Task goal:
From the opening line of the records through the line bearing "The fill rule is evenodd throughout.", set down every line exactly.

[Dataset entries]
------
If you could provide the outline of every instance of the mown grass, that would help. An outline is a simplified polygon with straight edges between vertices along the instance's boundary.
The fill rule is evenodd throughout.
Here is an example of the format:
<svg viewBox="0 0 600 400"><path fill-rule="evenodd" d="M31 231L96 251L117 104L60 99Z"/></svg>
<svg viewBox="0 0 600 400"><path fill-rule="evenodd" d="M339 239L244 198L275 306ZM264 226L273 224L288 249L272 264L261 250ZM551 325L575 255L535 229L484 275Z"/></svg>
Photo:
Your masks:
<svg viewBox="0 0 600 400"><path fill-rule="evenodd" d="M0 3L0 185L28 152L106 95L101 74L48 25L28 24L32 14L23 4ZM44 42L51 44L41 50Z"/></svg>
------
Output:
If you could provide the outline of every instance of the mown grass, that would help. An outline is a simplified polygon with straight edges between vertices along the instance's boundary.
The fill rule is evenodd throughout.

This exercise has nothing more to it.